TASK DETAILS ▸
In this exercise, restate the listing word for word.

★ ★ ★ ★ ★ ★ ★

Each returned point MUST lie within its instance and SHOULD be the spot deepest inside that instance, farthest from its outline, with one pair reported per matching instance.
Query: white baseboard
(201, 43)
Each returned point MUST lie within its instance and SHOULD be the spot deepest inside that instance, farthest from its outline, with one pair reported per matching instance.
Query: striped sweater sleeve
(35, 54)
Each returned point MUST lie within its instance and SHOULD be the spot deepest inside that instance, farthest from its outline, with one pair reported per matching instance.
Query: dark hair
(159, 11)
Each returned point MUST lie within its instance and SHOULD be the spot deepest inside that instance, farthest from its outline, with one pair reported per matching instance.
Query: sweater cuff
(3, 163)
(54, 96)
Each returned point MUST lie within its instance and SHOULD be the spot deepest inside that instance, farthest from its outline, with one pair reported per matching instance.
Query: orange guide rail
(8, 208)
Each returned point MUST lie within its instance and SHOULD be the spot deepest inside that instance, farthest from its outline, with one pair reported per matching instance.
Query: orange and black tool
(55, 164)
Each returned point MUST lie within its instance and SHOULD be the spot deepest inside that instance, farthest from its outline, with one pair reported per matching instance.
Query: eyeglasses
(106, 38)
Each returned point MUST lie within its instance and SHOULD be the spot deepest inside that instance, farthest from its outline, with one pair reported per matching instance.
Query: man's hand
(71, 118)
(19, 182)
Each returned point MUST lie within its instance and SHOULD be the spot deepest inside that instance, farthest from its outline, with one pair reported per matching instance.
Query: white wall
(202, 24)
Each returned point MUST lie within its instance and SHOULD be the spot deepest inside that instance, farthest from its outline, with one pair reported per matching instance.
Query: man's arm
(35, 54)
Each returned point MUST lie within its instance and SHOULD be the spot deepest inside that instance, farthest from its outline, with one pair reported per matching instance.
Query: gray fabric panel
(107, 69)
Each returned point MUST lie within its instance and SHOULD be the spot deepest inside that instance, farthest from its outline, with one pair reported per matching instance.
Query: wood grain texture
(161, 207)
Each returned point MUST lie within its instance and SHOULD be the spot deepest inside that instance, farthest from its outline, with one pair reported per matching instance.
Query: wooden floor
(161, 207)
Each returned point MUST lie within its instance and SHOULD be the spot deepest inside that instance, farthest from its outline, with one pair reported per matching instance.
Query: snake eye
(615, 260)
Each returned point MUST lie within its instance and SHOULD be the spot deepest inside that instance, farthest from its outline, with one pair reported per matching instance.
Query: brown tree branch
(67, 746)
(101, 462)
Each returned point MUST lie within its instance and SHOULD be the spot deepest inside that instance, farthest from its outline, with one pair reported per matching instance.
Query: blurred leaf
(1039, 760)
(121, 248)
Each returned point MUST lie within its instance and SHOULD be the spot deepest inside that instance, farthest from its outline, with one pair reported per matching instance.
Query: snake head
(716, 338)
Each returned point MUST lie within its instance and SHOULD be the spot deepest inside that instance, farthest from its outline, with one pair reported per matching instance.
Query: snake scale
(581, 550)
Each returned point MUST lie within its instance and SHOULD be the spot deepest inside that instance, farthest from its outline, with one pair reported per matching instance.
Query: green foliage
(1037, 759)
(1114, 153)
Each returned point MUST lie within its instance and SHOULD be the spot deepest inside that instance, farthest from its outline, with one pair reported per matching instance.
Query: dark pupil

★ ★ ★ ★ ★ ★ ★

WRITTEN REPLY ▸
Each returned point MUST lie within its instance and SHOULD be the spot deepest inside that instance, farthest from its outline, with one pair reported per matching instance.
Query: white baseboard
(201, 43)
Each returned point MUST lie within its instance and SHOULD be the spot deepest inside that instance, farthest from its outline, with one pair reported per matching instance.
Query: striped sweater sleeve
(35, 54)
Each returned point MUST lie within its instance and SHOULD be the spot deepest inside that instance, farthest from its outline, with one pair reported per matching instance.
Query: dark hair
(159, 11)
Each returned point MUST lie within its instance and SHOULD be the spot deepest inside that instance, farthest from its outline, with one pair reported per matching instance.
Query: sweater cuff
(3, 163)
(54, 96)
Each returned point MUST lie within its instance and SHOULD be the spot deepest inside that instance, farthest from its outline, with one pair reported per matching instance.
Query: orange guide rail
(8, 208)
Each returned point MUST lie within its instance and SHOULD be the spot deepest inside that instance, farthest from its outline, with one pair reported per matching instance.
Query: orange and black tool
(55, 164)
Each returned point MUST lie within its instance and SHOULD be the spot deepest inside that instance, farthest from its outline, with one pair reported per matching instance.
Query: eyeglasses
(106, 38)
Each returned point MUST lie within its instance and SHOULD be the spot deepest inside that instance, farthest from its outline, with one pair reported per matching instance.
Query: man's hand
(71, 118)
(19, 182)
Each returned point MUST lie within its instance and SHOULD be the spot deepest inside that instance, farthest from its outline, with one pair reported per matching instance.
Query: white wall
(202, 24)
Each returned point MUST lie within its instance and SHOULD be the spot deepest inside that instance, farthest from its outline, with one pair reported per matching instance.
Query: man's arm
(35, 54)
Each returned point MUST lie within its instance and SHOULD be the spot deepest inside that instance, farthest from its outline, with one pair reported per matching instance.
Query: gray fabric panel
(107, 69)
Each returned point MUST lie within its instance and SHOULD be the spot deepest inside that instance, farthest from its outline, with one pair reported per matching instance.
Query: wood grain texture
(161, 207)
Each returned point MUST lie within its instance and SHOULD be the spot deepest inside that instance, farthest from its outline, with one pair reported per matching instance.
Query: wooden floor
(161, 207)
Each returned point MUST lie within its instance and SHOULD be the spot deepest inside that instance, farthest from its outline, with one pair reported per matching instance.
Query: snake eye
(615, 260)
Each returned point MUST lie within its instance and SHOULD be the spot deepest inside that instance, farthest from its outline, with one pair reported per matching instance.
Query: brown tree branch
(67, 746)
(101, 462)
Each returned point MUST lie within its instance and SHOULD be the spot deepest inside that instance, farthest from its outline, with one pair reported per matching instance.
Query: blurred leaf
(1039, 760)
(121, 248)
Each returned point MUST lie within its instance and SHOULD be the spot deepest inside that instance, farthest from its outline, with one pair reported per matching instance.
Query: snake head
(716, 338)
Each returned point MUST lie within its instance and SHOULD be the spot deepest inside that instance, farthest from its outline, with one pair reported per matching instance.
Query: snake scale
(581, 550)
Each returned point MUST lie within its instance and SHOULD be the spot deepest inside that instance, farthest from its outline, with one pair reported per matching instance.
Query: green foliage
(1037, 759)
(1114, 153)
Each returned point MUST lie within its instance and SHOULD be the spot deepest inside that instance, farthest from its outline, with one pair reported per matching instance.
Query: dark pupil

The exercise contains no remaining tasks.